─── Given information

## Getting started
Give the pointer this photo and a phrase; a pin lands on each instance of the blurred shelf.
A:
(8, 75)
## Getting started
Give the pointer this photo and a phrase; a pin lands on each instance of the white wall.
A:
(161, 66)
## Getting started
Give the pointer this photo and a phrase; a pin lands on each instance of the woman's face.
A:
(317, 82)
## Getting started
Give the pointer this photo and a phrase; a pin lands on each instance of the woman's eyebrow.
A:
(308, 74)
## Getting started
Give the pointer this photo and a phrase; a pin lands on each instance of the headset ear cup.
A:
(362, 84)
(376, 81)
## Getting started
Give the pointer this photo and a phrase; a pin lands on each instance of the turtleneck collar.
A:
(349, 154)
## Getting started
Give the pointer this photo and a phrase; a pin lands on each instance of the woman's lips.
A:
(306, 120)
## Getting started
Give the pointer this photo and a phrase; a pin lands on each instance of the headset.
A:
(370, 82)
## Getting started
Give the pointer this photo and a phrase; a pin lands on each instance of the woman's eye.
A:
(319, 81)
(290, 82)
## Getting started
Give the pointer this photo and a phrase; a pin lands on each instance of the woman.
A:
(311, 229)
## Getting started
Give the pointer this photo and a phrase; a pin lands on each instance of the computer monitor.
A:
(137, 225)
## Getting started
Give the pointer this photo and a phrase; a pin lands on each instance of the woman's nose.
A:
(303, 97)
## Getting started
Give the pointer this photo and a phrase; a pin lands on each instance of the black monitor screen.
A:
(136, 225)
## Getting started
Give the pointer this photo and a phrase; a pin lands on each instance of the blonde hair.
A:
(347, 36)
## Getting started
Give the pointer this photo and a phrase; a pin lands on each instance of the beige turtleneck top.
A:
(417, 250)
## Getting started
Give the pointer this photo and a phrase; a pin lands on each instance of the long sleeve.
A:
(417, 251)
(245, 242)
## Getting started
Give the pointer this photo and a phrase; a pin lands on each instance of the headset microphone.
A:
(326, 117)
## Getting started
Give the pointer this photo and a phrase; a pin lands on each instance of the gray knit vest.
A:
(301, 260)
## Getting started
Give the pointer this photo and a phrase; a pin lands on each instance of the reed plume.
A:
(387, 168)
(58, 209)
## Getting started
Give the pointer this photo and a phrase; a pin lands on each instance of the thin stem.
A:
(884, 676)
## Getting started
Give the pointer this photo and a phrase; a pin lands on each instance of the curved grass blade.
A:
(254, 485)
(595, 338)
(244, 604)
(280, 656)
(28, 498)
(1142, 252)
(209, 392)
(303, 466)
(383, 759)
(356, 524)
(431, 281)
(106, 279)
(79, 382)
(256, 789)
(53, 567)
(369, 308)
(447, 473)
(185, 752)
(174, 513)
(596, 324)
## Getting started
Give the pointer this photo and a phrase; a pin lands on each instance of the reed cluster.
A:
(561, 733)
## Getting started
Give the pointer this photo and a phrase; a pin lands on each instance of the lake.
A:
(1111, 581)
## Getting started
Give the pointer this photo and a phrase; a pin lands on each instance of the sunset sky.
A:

──────

Assigned task :: Could you retype the whole listing above without altering a word?

Problem solution ::
## Getting started
Give the pointer this photo and a phrase; a pin lands on each instance of the blurred shelf.
A:
(8, 75)
## Getting started
Give the pointer this photo and a phrase; a pin lands on each instance of the white wall.
A:
(161, 66)
## Getting started
Give the pointer this photo and a phrase; a pin lands on each instance of the woman's face.
A:
(317, 82)
## Getting started
Give the pointer this photo and a phrase; a pin lands on each instance of the woman's eyebrow.
A:
(308, 74)
## Getting started
Give the pointer this photo and a phrase; a pin lands on each instance of the headset ear cup.
A:
(362, 84)
(376, 81)
## Getting started
Give the pointer this photo and a phrase; a pin lands on each instance of the turtleneck collar.
A:
(349, 154)
## Getting started
Give the pointer this photo and a phrase; a pin lands on each instance of the woman's lips.
A:
(306, 120)
## Getting started
Give the pointer this photo and a phrase; a pin lands on each instance of the headset.
A:
(370, 82)
## Getting started
Give the pointer this photo and a phrase; a pin lands on each instance of the woman's eye.
A:
(319, 81)
(290, 82)
## Getting started
Give the pointer this photo and a phrase; a pin lands on each instance of the woman.
A:
(311, 229)
## Getting started
Give the pointer this photo and a phrase; a pin lands on each instance of the computer monitor.
A:
(137, 225)
## Getting started
Give the pointer this photo and a phrase; a pin lands on each instance of the woman's nose.
A:
(303, 97)
## Getting started
Give the pointer this photo and a phrase; a pin lands on each instance of the black monitor screen.
A:
(136, 225)
## Getting started
Give the pointer this photo and a phrase; a pin lands on each instance of the blonde hair.
A:
(347, 36)
## Getting started
Give the pointer this photo and a phrase; a pin lands on each instance of the beige turtleneck top.
A:
(417, 250)
## Getting started
Give the pointer this photo and a phrase; a pin lands on each instance of the long sleeve.
A:
(417, 251)
(245, 242)
## Getting started
Give the pointer this photo and a phrase; a pin lands on each instance of the headset microphone.
A:
(326, 117)
## Getting started
Give the pointer this photo and a phrase; a pin lands on each instance of the gray knit vest.
A:
(301, 260)
## Getting started
Give the pointer this photo and a phrase; a pin lands on each instance of the reed plume.
A:
(387, 168)
(58, 209)
## Getting started
Give the pointer this photo and a phrase; a pin lands on each instance of the thin stem.
A:
(884, 676)
## Getting started
Give the pointer this photo and a phrase; a pin lands on each instance of the curved grass blade.
A:
(254, 485)
(595, 338)
(244, 604)
(280, 656)
(28, 498)
(1142, 252)
(209, 392)
(303, 466)
(383, 759)
(356, 524)
(431, 281)
(106, 279)
(79, 382)
(256, 789)
(53, 567)
(369, 308)
(447, 473)
(185, 752)
(174, 513)
(596, 324)
## Getting started
Give the pointer this photo and a phrase; a pin lands on each instance of the reed cluster.
A:
(561, 733)
## Getting started
Give the pointer this photo and a phrase; a pin lands on each instance of the lake.
A:
(1111, 581)
## Getting started
Give the pointer this photo and a phrase; a pin lands on each instance of the sunset sky.
A:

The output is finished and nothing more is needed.